WHAT IS NEEDED ▸ From the line with "[ ] a keypoint on each instance of the wooden" to the final line of the records, reproduce every line exactly and only those lines.

GIVEN DATA ▸

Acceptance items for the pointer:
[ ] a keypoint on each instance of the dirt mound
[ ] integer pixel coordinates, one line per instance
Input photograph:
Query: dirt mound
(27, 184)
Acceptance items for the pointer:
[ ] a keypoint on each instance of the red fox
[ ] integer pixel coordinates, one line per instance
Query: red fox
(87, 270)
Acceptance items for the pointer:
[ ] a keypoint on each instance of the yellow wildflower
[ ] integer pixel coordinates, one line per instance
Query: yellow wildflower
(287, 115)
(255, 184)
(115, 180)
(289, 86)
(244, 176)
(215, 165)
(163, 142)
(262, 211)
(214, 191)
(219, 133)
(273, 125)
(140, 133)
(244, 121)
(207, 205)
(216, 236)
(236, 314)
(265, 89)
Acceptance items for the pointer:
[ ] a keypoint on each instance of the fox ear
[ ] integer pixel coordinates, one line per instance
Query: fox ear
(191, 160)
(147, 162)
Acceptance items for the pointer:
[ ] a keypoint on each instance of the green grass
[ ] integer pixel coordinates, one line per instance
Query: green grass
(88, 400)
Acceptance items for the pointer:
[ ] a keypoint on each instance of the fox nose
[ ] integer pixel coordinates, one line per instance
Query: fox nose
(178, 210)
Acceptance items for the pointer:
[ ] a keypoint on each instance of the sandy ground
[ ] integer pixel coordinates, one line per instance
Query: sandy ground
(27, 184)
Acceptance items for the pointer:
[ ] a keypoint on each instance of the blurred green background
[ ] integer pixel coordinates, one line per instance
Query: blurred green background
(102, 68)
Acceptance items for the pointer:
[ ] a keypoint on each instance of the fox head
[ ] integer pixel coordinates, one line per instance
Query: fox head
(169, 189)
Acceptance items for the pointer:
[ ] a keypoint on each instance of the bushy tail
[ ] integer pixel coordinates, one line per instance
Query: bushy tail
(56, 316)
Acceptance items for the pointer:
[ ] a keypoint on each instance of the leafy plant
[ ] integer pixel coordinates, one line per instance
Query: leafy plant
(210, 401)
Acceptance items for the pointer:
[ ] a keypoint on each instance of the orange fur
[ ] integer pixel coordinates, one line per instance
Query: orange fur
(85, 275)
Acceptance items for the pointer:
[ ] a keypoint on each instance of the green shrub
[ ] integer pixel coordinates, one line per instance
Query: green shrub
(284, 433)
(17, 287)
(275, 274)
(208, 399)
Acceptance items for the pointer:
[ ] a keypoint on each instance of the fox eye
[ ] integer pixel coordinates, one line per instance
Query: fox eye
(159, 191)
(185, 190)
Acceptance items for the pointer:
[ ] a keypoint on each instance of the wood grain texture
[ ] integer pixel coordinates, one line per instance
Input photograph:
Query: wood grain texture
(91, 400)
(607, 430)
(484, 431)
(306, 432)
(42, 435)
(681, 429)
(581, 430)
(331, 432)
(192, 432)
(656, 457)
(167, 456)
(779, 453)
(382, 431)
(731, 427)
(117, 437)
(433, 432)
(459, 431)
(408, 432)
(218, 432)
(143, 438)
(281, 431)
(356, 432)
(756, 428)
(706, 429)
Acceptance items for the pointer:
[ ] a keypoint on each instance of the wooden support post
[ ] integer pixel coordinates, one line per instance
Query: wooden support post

ANSWER BELOW ▸
[ ] a keypoint on each instance of the wooden support post
[ ] integer pixel coordinates, one line per instance
Query: wooden support post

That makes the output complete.